▶ **Image point grounding data**:
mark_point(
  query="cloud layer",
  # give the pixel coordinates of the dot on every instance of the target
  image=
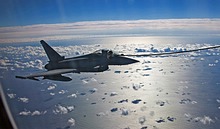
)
(108, 28)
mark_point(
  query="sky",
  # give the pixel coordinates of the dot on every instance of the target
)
(29, 12)
(27, 20)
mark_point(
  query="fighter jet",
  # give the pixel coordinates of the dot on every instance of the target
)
(97, 61)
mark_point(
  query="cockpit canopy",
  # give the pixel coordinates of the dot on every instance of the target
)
(107, 52)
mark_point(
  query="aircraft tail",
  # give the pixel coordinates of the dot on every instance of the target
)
(51, 53)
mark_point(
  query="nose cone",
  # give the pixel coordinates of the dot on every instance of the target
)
(119, 60)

▶ **How to complete this task**:
If a line in the data above holds the string "query", copy it.

▶ **Solution to this task**:
  query="cloud layer",
  query="sky",
  query="fighter jet",
  query="cockpit canopy",
  query="aircraft tail",
  query="nose cone",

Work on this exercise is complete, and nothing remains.